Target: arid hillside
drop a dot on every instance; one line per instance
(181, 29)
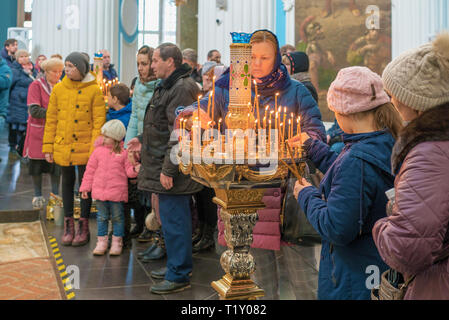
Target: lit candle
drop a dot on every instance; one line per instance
(209, 136)
(180, 127)
(199, 109)
(289, 129)
(276, 121)
(255, 96)
(281, 137)
(213, 98)
(293, 123)
(208, 105)
(276, 101)
(283, 128)
(266, 116)
(269, 136)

================

- **YOUR ASSIGNMENT**:
Copy the records word for word, leaving no picture in the copy.

- **RESPONSE AREA**:
Target: arid hillside
drop a dot on every instance; one line per instance
(181, 29)
Target: lit candle
drop a dot on every instance; one line per instance
(209, 136)
(180, 127)
(199, 109)
(289, 129)
(276, 121)
(255, 96)
(281, 137)
(213, 98)
(293, 123)
(208, 105)
(276, 101)
(283, 128)
(266, 116)
(269, 136)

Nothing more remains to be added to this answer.